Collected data

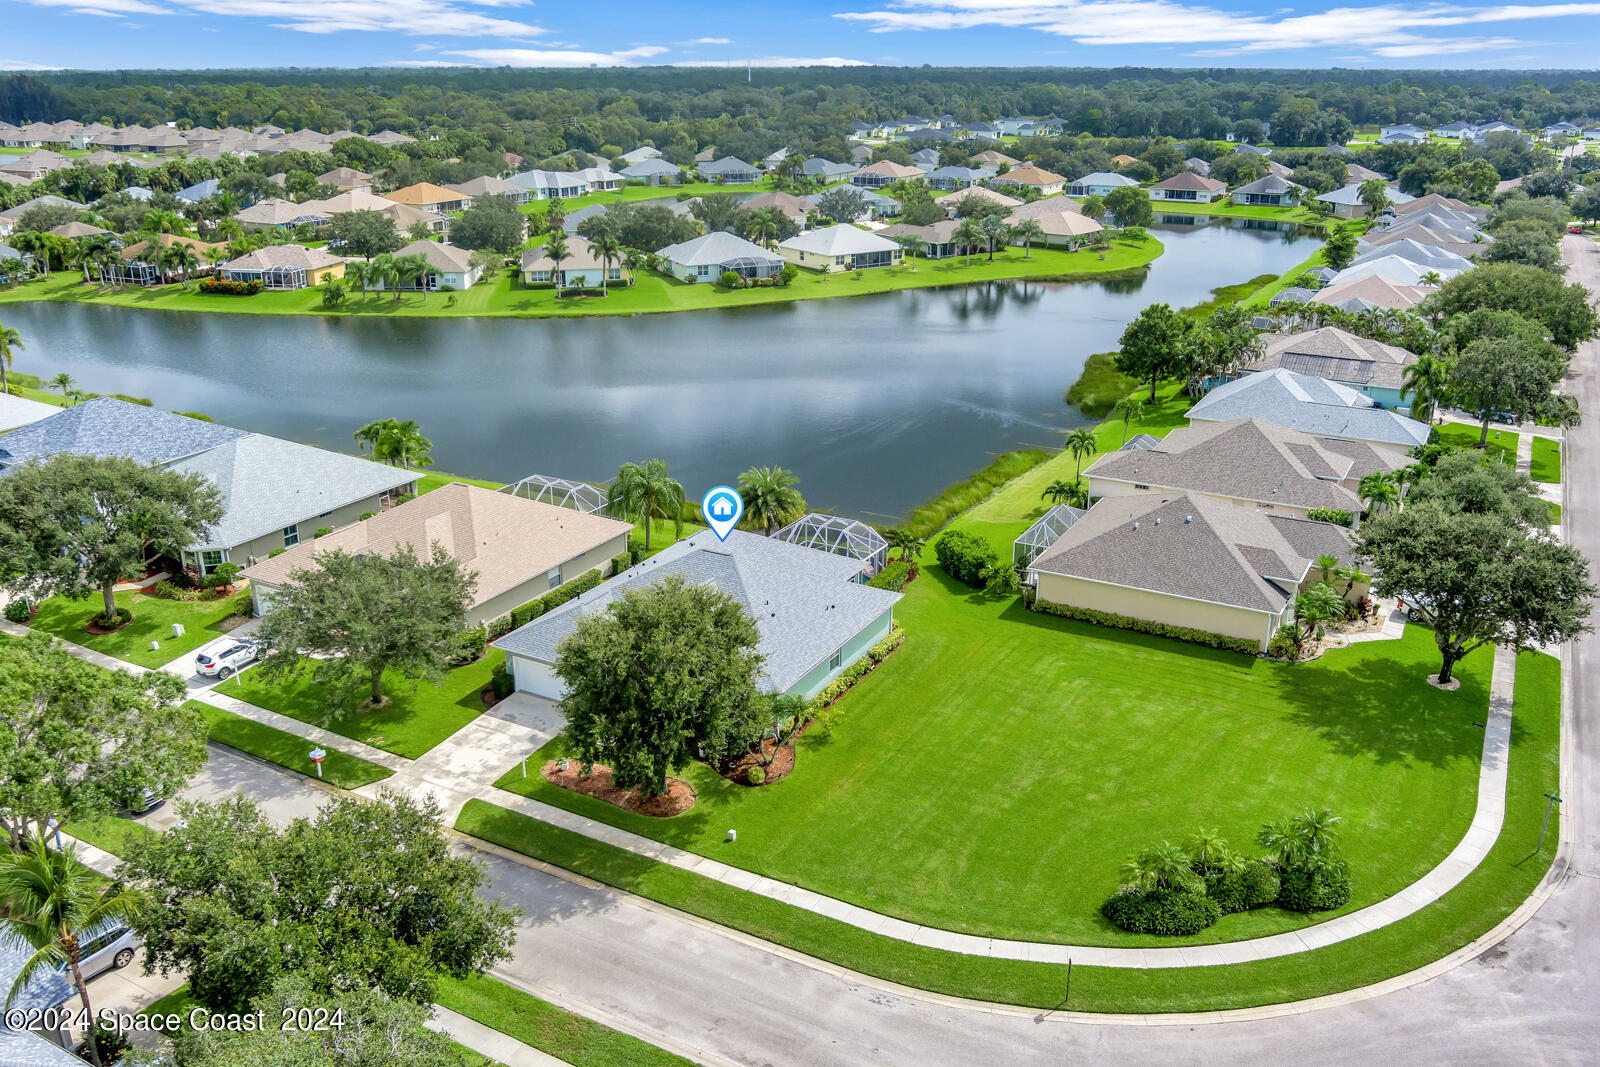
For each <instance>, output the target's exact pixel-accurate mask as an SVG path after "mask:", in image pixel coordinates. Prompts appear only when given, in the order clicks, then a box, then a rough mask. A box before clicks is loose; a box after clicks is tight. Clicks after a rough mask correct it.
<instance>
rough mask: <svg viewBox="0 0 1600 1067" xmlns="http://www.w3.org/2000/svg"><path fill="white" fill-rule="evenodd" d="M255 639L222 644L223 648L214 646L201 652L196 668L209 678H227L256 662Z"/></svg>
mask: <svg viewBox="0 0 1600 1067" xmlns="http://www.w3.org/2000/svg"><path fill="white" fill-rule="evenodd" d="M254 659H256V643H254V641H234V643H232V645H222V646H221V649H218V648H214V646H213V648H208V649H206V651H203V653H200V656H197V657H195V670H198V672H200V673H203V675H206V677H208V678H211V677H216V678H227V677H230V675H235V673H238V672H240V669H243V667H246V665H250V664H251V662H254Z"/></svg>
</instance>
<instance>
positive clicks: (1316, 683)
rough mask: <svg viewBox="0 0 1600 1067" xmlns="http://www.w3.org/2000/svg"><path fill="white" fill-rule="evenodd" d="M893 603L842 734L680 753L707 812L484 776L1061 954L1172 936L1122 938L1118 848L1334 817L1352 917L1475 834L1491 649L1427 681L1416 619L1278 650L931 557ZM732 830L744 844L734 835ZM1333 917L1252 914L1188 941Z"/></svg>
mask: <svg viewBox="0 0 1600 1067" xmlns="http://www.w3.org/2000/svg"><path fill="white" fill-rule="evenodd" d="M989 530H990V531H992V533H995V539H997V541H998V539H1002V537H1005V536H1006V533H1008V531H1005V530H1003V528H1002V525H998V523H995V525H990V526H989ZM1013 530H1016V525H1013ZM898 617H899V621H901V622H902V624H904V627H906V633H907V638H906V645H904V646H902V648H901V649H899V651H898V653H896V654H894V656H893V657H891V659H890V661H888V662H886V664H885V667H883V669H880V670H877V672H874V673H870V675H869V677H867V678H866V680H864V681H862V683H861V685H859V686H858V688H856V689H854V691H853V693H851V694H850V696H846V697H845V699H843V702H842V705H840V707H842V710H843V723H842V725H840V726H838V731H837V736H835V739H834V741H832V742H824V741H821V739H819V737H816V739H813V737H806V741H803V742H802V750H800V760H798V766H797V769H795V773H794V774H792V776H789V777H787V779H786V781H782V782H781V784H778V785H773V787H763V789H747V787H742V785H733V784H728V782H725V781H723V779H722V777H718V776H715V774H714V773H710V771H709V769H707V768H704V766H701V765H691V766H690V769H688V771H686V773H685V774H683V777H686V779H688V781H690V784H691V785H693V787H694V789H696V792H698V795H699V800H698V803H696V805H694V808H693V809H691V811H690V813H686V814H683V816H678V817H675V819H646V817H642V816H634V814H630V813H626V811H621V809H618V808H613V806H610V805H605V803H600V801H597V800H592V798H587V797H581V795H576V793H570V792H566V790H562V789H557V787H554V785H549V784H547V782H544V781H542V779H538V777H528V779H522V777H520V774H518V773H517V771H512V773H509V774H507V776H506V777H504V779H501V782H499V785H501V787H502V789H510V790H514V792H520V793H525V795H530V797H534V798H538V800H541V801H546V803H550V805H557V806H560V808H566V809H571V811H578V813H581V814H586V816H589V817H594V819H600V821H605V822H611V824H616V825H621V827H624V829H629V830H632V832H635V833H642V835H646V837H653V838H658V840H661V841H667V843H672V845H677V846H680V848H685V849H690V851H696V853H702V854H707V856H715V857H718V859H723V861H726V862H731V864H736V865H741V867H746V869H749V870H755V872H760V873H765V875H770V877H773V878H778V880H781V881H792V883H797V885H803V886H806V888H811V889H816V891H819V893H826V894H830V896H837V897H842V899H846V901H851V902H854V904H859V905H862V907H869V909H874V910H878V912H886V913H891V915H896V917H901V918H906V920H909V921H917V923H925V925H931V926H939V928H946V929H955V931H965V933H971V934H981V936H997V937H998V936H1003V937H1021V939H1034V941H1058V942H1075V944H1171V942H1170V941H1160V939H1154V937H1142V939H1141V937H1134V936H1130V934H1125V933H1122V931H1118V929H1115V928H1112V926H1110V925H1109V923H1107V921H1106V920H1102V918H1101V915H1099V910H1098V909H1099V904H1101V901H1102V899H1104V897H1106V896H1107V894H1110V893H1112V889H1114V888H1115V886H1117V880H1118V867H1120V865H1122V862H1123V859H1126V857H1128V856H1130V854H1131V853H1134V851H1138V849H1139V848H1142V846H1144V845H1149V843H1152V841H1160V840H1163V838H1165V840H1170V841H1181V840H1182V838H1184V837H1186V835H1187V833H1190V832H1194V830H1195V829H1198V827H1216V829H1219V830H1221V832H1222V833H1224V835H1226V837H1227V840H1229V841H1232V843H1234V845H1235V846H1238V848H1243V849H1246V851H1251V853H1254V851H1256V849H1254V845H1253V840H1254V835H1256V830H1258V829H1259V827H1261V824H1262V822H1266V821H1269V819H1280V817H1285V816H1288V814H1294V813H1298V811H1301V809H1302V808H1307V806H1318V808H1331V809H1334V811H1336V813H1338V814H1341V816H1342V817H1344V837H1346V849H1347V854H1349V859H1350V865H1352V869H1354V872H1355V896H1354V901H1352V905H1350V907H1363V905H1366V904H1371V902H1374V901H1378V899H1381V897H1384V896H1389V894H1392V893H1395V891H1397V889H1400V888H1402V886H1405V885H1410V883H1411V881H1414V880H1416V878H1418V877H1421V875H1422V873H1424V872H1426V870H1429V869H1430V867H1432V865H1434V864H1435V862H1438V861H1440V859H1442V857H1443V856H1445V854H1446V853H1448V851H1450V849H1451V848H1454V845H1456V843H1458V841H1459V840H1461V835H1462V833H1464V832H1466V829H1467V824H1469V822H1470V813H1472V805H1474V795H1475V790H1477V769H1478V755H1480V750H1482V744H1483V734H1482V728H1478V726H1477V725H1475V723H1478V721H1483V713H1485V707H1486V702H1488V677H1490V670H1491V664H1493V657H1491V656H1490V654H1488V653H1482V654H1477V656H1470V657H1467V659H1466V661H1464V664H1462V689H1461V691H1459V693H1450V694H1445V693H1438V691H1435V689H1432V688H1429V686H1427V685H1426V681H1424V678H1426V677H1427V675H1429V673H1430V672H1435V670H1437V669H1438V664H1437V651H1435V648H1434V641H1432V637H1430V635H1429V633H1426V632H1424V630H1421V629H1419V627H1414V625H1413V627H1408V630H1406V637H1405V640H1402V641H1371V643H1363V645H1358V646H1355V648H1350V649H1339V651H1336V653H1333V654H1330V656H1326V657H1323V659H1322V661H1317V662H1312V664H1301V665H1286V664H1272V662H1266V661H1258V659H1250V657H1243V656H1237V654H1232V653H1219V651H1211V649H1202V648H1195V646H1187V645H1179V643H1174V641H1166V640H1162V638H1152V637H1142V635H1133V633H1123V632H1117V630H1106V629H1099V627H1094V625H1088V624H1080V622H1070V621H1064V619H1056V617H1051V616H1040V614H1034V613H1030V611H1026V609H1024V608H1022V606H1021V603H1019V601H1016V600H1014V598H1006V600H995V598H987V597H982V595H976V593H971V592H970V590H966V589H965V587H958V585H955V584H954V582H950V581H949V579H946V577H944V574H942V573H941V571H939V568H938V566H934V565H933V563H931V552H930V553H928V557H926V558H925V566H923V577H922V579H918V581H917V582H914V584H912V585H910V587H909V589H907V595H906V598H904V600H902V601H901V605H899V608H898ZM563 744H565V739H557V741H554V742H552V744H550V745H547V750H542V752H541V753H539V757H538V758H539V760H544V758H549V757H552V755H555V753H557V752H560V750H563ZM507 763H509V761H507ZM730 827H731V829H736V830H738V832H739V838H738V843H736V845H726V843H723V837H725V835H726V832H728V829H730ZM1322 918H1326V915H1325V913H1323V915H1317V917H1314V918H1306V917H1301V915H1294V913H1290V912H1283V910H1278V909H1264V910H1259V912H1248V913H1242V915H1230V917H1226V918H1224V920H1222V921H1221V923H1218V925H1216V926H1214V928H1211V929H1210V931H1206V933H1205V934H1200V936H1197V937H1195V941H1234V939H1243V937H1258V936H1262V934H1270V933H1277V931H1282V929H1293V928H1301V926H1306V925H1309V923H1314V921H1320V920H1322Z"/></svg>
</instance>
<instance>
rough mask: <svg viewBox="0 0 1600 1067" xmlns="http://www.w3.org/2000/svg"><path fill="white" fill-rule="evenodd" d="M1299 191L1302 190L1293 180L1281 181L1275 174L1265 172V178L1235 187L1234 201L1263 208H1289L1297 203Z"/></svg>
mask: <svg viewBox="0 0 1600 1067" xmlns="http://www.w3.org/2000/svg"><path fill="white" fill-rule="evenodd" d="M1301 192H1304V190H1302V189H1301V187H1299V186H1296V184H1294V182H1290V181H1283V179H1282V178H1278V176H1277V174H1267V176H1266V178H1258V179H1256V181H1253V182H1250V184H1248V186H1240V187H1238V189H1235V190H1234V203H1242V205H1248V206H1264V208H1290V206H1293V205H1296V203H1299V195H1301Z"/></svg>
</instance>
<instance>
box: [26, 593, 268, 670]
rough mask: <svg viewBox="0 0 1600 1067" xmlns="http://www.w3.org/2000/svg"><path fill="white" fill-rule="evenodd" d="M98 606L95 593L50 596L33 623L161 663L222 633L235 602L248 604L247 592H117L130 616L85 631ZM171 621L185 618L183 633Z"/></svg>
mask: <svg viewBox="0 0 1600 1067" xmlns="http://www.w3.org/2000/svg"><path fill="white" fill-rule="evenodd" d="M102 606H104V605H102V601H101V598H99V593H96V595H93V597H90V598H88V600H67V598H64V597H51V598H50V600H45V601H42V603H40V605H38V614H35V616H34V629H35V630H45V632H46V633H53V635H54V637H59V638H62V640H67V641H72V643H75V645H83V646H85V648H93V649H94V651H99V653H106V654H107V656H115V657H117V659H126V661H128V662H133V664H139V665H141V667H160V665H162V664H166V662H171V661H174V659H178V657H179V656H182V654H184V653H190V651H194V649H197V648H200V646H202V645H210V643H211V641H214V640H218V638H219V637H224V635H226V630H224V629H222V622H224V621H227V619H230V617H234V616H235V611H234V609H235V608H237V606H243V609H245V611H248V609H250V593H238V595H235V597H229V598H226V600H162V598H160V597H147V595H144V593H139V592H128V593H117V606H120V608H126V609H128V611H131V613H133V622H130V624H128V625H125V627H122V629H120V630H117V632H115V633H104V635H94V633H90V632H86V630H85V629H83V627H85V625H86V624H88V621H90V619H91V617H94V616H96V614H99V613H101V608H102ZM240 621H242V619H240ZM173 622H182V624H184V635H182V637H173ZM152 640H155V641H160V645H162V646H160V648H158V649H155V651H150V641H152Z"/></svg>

## Your goal
If a line in the records above contains the word "clicks", count it, then give the total and nothing else.

## Task result
2